── Page text
Background
In healthcare, many complex interventions are designed with the aim of changing the behaviour of individuals or groups of individuals. When designing new interventions, it is helpful to know which behaviour change techniques are most effective, and in which context. The behaviour change technique taxonomy1 has identified and classified 93 different behaviour techniques, and each of these may be used alongside other techniques to form a complex intervention. The types of behaviours that these interventions could be targeting are numerous and varied; health behaviours such as eating a low calorie diet, or ceasing smoking; or clinical behaviours such as following government guidelines, prescribing drugs or washing hands. When summarising behaviour change research, one option would be to consider the effect of a specific intervention on a specific behaviour, but the large number of targeted behaviours would lead to a huge number of potential systematic reviews (or comparisons within a systematic review); each aiming to answer a different question, but unlikely to have enough statistical power to do so. In addition, it may be hard to interpret evidence from multiple systematic reviews of similar interventions that report conflicting conclusions, and present evidence in different ways. As described by Melandez-Torez2, there are situations where it makes sense to group together interventions as ‘clinically meaningful units’ with a similar expected ‘theory of change’. In terms of behaviour change techniques, it can be informative to combine evidence to answer a broad question about how well a particular behaviour change technique (or group of techniques) has performed, on average, on any type of behaviour, and to use this information to identify which techniques are effective. This can be supplemented with analysis of effect moderators, to identify the contexts in which the technique is more or less effective.
Interventions to change healthcare professional (HCP) behaviour can be designed to target the individual HCP, or team of HCPs. Trials of this type of intervention can vary in terms of the unit of randomisation which can be either the individual HCP, or a group of HCPs such as those working within the same site (surgery, nursing home, ward, hospital). The unit of analysis in these trials can also vary and is not necessarily the same as the unit of randomisation; for example with randomisation at the level of GP surgery but with data recorded for each individual patient. The outcomes could be measured using a variety of denominators, such as the individual patient (e.g. binary measure of whether a test was ordered), individual HCPs (e.g. number of tests ordered per GP), or at site-level (e.g. proportion of patients with an appropriate test order on a hospital ward). These multiple and varied layers need to be considered in terms of adjustment for clustering, combination of data and interpretation of results.
────
Work instruction A — Name every behavior the background text on behavior change interventions gives as an example of what these interventions could target.
Work instruction B — Pick up the background text on behavior change interventions in healthcare after its last sentence and write the next paragraph.
── Dataset extract
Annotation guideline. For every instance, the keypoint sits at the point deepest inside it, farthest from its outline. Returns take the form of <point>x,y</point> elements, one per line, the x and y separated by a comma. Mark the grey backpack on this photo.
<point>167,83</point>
────
Task result A —
- eating a low calorie diet
- ceasing smoking
- following government guidelines
- prescribing drugs
- washing hands

Task result B —
There are several proposed methods of summarising mixed measures of behavioural outcome. Higgins et al.3 provide an overview of methods to synthesise quantitative evidence in systematic reviews of complex health interventions. They describe and compare a number of graphical methods to combine different outcomes; as well as synthesis methods using effect size estimates, which are suitable for complex interventions. One approach is to combine effect sizes (standardised mean differences (SMDs)) using standard errors to derive weights for the studies in meta-analysis. In addition to allowing for different measurements (both binary and continuous) to be combined, this approach can accommodate a mixture of individually randomised and cluster randomised trials using weights based on adjusted standard errors. In some systematic reviews, binary measures of the same outcome are analysed and reported separately from continuous ones4,5. An alternative approach6 to using weights based on standard errors is to use study weights based on the number of health professionals included in the study. The albatross plot7 is a graphical method which allows synthesis of summary data in a variety of formats, using only p-values plotted against sample size; this can be used to assess the consistency of results visually and allows estimation of average effect sizes.